§ **Extrait du document**
Mardi 15 février 2022 Indispensables
★★★★☆ Sous le ciel de Koutaïssi
Dans la ville géorgienne de Koutaïssi, Giorgi et Lisa se (...)
François Favrat : « un mélange entre la France de De Gaulle et les oubliés de la République »
Par Vincent Raymond
Publié Mardi 15 février 2022
Photo : © Wild Bunch Distribution
Compagnons / Compagnons use de la fiction pour mettre en lumière les métiers de l'artisanat, mais aussi les rites et coutumes de transmission propres à ces communautés d'apprentissage et de métiers si mal connues. Et que le réalisateur François Favrat a découvertes pour l'occasion. Conversation à l'occasion du festival de Sarlat.
Quel hasard vous a conduit à traiter de ce sujet ?

§ **Consignes**
**a)** Recopiez les entrées depuis leur début jusqu'à la ligne contenant «point(1046, 206)» incluse, en substituant «Result» à «Report» partout, sans rien changer d'autre.
**b)** Reprenez l'entretien avec le réalisateur François Favrat sur le film Compagnons là où il s'interrompt et poursuivez-le.

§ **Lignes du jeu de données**
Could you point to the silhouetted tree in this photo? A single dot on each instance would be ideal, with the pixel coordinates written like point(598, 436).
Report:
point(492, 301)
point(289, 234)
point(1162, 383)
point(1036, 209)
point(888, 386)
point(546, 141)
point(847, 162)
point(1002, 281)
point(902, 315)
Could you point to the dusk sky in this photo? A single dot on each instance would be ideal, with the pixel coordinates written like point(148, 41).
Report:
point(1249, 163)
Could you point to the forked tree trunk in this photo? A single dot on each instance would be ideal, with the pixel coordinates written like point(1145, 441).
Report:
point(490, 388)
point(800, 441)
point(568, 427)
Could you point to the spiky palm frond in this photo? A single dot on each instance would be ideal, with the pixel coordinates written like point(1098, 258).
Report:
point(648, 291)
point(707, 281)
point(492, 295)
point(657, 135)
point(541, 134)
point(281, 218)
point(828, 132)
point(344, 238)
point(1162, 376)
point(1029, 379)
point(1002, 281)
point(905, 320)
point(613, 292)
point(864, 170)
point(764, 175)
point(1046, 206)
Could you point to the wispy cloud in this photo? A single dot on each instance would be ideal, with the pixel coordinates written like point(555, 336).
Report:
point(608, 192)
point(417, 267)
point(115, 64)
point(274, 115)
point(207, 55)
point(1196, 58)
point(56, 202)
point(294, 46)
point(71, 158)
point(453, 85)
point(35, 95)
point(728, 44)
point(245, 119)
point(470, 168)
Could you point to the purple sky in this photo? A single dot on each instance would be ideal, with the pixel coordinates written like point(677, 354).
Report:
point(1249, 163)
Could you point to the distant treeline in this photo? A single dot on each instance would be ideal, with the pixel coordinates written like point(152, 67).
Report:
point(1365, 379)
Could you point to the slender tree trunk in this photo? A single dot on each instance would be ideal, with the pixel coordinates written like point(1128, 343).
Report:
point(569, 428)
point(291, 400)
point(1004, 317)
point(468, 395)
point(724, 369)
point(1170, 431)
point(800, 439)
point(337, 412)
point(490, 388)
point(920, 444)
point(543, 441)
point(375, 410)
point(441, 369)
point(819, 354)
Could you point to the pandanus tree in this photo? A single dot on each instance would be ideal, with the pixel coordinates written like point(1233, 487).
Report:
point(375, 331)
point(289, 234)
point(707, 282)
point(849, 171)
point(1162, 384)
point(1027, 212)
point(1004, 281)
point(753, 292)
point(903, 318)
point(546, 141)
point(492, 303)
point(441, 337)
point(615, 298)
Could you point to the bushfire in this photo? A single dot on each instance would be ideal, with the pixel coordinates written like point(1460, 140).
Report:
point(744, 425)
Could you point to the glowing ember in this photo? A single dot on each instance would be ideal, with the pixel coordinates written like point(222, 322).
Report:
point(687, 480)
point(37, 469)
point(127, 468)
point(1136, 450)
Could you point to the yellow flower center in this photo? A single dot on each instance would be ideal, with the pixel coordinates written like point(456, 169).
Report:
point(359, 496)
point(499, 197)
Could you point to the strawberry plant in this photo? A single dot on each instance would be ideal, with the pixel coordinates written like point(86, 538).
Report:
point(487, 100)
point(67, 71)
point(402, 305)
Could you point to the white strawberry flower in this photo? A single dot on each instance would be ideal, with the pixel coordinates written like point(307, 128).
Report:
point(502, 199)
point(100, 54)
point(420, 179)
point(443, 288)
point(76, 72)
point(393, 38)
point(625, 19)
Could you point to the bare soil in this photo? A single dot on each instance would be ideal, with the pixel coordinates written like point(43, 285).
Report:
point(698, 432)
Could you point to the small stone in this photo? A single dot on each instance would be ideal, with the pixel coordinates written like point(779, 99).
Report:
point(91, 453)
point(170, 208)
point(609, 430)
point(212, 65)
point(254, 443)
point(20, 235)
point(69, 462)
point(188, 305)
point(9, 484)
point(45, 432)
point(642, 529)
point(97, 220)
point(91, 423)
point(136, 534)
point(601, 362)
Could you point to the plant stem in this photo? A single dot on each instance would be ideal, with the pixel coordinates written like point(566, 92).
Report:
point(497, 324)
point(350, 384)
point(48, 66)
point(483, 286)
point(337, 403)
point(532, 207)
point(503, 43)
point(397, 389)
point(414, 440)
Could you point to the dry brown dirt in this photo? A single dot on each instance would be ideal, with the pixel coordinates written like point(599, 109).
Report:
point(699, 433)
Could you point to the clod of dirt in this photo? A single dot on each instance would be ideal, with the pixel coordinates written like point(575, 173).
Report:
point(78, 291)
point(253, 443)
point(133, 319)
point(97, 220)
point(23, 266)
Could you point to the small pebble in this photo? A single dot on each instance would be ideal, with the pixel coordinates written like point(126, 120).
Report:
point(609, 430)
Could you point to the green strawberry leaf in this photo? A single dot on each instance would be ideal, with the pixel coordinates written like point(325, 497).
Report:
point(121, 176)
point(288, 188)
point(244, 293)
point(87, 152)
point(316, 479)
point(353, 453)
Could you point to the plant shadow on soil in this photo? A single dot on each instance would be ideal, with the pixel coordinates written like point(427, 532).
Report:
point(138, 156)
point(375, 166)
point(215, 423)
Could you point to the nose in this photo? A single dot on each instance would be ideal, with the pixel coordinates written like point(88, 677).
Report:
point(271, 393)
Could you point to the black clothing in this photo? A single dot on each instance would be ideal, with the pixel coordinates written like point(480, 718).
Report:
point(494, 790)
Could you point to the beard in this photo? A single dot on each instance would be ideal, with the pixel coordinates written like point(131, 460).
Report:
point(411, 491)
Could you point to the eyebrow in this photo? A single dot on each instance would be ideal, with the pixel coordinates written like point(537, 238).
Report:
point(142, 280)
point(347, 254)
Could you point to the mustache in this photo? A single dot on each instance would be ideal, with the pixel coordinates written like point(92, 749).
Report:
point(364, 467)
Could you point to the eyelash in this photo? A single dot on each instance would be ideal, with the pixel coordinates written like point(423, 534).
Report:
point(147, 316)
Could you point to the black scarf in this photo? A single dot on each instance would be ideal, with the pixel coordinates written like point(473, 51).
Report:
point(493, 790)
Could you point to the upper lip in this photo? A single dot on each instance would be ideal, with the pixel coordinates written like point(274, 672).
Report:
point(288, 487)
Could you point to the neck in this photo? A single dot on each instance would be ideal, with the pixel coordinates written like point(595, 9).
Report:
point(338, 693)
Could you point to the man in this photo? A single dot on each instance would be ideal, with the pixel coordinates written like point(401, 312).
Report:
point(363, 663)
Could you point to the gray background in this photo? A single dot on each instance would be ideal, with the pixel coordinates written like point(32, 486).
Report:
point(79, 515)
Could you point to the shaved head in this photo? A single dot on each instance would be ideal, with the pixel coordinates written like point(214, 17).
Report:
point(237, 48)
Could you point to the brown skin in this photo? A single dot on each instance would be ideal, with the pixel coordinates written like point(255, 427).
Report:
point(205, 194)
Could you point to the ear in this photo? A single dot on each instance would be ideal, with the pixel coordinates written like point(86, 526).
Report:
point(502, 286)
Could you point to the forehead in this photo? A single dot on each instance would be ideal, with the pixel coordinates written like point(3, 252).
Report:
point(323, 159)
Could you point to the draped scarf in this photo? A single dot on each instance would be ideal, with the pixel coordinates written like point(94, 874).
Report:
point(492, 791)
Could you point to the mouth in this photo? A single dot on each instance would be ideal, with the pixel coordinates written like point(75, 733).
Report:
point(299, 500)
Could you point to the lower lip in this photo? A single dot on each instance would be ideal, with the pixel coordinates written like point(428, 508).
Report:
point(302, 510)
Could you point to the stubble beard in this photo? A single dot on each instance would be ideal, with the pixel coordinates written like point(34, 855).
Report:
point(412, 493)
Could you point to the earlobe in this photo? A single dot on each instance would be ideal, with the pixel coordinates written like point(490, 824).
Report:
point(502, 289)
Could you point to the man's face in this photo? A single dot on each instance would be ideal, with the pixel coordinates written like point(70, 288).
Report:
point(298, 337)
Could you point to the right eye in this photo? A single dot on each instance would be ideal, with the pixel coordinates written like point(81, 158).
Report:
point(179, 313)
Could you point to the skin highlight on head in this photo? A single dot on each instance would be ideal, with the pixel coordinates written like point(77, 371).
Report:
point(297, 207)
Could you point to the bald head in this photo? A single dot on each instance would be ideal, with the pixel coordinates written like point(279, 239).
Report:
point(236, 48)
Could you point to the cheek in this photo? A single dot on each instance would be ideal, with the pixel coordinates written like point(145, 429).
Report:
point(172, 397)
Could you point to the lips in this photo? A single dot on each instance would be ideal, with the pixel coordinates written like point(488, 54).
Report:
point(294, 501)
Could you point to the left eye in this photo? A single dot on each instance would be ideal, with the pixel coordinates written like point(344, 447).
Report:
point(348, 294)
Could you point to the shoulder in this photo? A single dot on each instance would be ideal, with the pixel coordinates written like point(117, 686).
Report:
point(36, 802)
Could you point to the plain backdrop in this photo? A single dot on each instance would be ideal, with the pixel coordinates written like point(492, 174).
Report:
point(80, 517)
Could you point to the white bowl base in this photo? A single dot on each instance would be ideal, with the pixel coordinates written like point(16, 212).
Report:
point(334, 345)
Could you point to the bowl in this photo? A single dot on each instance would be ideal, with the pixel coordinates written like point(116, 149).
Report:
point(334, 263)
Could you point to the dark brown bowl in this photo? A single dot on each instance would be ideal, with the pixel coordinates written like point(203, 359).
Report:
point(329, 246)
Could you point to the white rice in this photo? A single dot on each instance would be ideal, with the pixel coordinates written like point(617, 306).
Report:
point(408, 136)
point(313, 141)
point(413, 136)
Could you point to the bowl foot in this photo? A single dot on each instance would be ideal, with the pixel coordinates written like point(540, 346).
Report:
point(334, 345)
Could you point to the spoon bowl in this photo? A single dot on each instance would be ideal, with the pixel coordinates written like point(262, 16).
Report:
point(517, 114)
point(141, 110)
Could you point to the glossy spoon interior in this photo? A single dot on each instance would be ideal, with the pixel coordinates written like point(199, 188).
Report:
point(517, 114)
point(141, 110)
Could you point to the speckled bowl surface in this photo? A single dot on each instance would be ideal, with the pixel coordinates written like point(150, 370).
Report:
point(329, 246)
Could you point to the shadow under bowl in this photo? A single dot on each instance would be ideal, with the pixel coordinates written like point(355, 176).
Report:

§ **Corrigé**
**a)**
Could you point to the silhouetted tree in this photo? A single dot on each instance would be ideal, with the pixel coordinates written like point(598, 436).
Result:
point(492, 301)
point(289, 234)
point(1162, 383)
point(1036, 209)
point(888, 386)
point(546, 141)
point(847, 162)
point(1002, 281)
point(902, 315)
Could you point to the dusk sky in this photo? A single dot on each instance would be ideal, with the pixel coordinates written like point(148, 41).
Result:
point(1249, 163)
Could you point to the forked tree trunk in this photo? A single dot on each instance would be ideal, with the pixel coordinates written like point(1145, 441).
Result:
point(490, 388)
point(800, 441)
point(568, 427)
Could you point to the spiky palm frond in this photo? A single dot on each instance would be ideal, with the pixel coordinates written like point(1098, 258).
Result:
point(648, 291)
point(707, 281)
point(492, 295)
point(657, 135)
point(541, 134)
point(281, 218)
point(828, 132)
point(344, 238)
point(1162, 376)
point(1029, 379)
point(1002, 281)
point(905, 320)
point(613, 292)
point(864, 170)
point(764, 175)
point(1046, 206)

**b)**
François Favrat : Romain Brémond et Daniel Preljocaj de Soyouz Film m'ont fait lire un synopsis court d'une histoire qui se passait dans l'univers des Compagnons, que je ne connaissais pas du tout — j'en avais juste entendu parler. Je suis allé rencontrer des compagnons à l'Hôtel de Ville de Paris ; j'ai fait ensuite La Rochelle, Angers et Nantes. Nantes correspondait pas mal en termes de décors à ce que je cherchais. L'autre chose que je ne connaissais pas, c'était la vie de banlieue. J'ai passé pas mal de temps dans la cité de Bellevue à Nantes où on a tourné l'intégralité du film avec beaucoup d'acteurs et de figurants de là-bas. Notamment la sœur et la maman de Nadjaa dans le film, qu'on a castées sur place. De la même manière, il y a pas mal de jeunes Compagnons, que j'ai pris pour leur maîtrise des gestes techniques et leur façon d'être en général. Pareil pour le jeune Prévôt, qui dirige l'établissement : c'est Kévin, le Prévôt de la Maison de Nantes, qui est tailleur de pierre : je trouvais qu'il avait un truc d'acteur, il joue son propre rôle.
Vous avez signé Le Rôle de sa vie qui se passait dans le milieu des comédiens, La Sainte Victoire dans le monde politique et maintenant Compagnons. Qu'est-ce qui vous intéresse autant dans ces univers clos, ces cercles fermées et codifiés ?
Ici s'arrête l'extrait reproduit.